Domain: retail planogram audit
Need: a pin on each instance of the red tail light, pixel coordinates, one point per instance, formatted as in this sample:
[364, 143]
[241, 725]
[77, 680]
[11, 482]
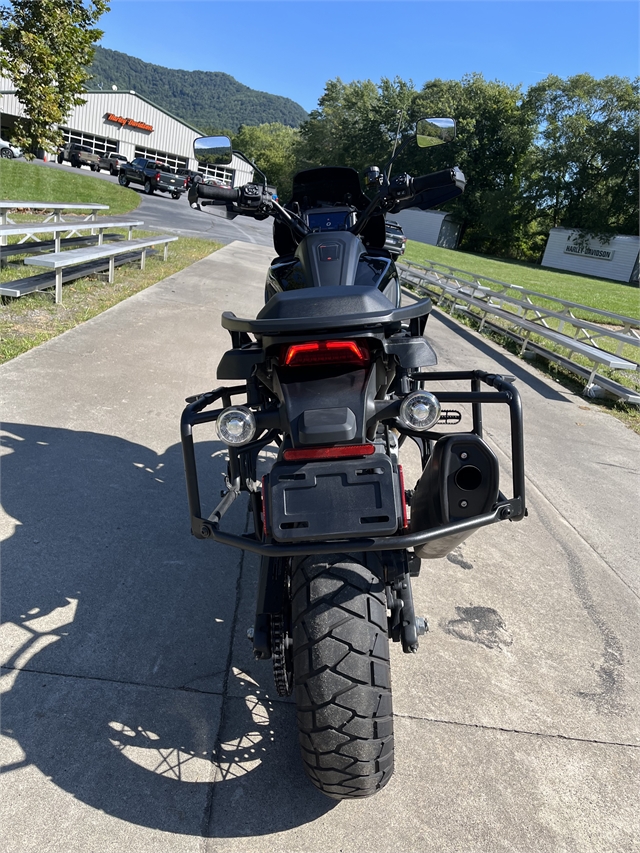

--

WHAT IS NEEDED:
Output the records exactly, please. The pictures are not part of the copy.

WRITTEN RESPONSE:
Domain: retail planogram audit
Need: a pin on each instance of the red tail light, pixel coordinates, one point per instance, formatted as in this sample:
[364, 143]
[241, 725]
[77, 680]
[11, 482]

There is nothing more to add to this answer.